* _課題内容_
本文のうち「6年目の酒造りを振り返るにあたり、そのことは避けては語れないと思います。」から「剣岳ファームにおいて田植えが行われました。」までを、「晴天」を「快晴」に置き換えて書き直してください。

* _本文_
○ ○ ○ ○ ○

6年目の米作り 酒造り 「女将」  R1.5.17~12.10


 令和の時代を迎え、あわら温泉のまわりでは北陸新幹線の工事も目に見えて進んでいます。

 新年を迎えても暖かい日が続き、雪がなかなか降ろうとはしません。
 2018年の大雪を体験している私たちにとって、果たしてこれが良いことか悪いことか・・。
 地球規模での気候変動を考えざるを得ないことは確かです。
 6年目の酒造りを振り返るにあたり、そのことは避けては語れないと思います。

 ですが、今年もよいお酒ができました。
 無事このご報告ができることを喜びながら書いていこうと思います。

 
       

  6月5日(水) 田植え

 「やはり女将の酒の田植えは晴れるよね!」の言葉通り、素晴らしい晴天の中たくさんの方々を迎え
剣岳ファームにおいて田植えが行われました。

 この日に先立ち、5月14日(火)に第1回のプロジェクト会議を開催。
 また例年通りの本数で今年も行うことを確認しました。

 その後、予てよりわかさ路女将会の藤原会長より、北陸新幹線敦賀開業を4年後に控え、福井県全体の
女将会で活動したいとうれしいお誘いをいただていました。
 5月16日(木)あわら北潟温泉「hanaゆらり」において、第1回合同会議を持ちました。
 「わかさ路女将会があわらの田植えに来て、あわら温泉の皆さんが若狭に梅もぎに来ませんか?」

 それならということで田植え当日、わかさ路女将会より5人の女将が来てくれました。
 あわらは7人の女将と良子若女将、国際交流員の4人の皆さん、その他たくさんの皆さんに見守られながら
田植えを行うことができました。
 終わった後は、冷たいお茶とおろし蕎麦とわかめのおにぎり。
 3杯くらいペロッといただきました 笑 

       

  6月17日(月) 梅もぎ

 今度は私たちがわかさ路女将の会をお訪ねしました。

○ ○ ○ ○ ○

* _表示情報_
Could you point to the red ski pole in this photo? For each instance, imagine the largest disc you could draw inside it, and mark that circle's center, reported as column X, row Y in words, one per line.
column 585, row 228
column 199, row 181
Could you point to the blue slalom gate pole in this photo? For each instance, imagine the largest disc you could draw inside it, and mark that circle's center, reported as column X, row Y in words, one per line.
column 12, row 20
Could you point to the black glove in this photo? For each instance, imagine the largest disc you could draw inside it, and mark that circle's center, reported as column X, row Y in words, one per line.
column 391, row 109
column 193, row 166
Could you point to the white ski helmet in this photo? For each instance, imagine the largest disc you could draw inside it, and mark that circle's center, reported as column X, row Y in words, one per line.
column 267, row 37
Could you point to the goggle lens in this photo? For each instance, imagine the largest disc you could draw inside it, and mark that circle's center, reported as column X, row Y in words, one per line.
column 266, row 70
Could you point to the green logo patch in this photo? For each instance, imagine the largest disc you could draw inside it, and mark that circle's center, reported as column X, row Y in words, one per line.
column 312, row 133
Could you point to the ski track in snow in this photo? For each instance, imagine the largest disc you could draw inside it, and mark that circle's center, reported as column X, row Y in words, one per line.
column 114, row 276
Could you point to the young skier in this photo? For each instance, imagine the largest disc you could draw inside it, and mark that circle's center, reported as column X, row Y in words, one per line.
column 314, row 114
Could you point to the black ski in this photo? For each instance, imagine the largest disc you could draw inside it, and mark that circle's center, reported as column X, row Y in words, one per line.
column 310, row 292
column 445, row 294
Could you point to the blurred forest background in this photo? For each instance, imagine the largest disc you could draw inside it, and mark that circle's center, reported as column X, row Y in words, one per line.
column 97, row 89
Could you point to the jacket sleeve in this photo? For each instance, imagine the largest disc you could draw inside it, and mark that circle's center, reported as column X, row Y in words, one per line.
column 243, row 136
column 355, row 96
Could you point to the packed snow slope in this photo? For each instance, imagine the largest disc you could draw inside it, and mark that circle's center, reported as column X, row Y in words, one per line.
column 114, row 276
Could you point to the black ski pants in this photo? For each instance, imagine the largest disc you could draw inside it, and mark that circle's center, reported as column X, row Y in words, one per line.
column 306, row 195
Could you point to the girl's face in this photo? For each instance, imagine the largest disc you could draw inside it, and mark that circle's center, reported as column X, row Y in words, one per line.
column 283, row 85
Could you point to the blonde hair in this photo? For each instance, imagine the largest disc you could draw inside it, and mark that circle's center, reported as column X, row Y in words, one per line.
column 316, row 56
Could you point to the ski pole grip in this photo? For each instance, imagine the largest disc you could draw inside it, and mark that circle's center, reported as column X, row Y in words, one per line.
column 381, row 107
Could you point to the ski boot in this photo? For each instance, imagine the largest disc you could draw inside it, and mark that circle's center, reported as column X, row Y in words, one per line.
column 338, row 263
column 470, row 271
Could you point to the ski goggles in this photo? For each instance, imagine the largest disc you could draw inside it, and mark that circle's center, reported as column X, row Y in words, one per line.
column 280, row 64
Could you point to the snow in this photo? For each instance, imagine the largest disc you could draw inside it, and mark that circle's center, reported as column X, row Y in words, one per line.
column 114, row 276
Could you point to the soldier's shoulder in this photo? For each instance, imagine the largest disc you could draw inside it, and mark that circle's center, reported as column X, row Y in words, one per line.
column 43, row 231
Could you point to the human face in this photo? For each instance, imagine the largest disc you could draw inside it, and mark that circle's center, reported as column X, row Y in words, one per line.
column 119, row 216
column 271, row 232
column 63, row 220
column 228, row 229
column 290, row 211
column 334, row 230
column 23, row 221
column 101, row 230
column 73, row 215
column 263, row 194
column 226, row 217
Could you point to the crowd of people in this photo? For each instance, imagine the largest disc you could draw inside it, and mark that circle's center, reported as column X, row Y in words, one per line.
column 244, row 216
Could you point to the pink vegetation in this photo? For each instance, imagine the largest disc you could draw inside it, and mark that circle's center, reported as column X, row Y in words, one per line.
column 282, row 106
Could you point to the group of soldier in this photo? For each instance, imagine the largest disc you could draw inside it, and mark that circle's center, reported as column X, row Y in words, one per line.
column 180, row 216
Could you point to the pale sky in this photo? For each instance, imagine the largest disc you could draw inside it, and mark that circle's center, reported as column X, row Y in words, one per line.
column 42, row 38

○ ○ ○ ○ ○

* _出力結果_
6年目の酒造りを振り返るにあたり、そのことは避けては語れないと思います。

 ですが、今年もよいお酒ができました。
 無事このご報告ができることを喜びながら書いていこうと思います。

 
       

  6月5日(水) 田植え

 「やはり女将の酒の田植えは晴れるよね!」の言葉通り、素晴らしい快晴の中たくさんの方々を迎え
剣岳ファームにおいて田植えが行われました。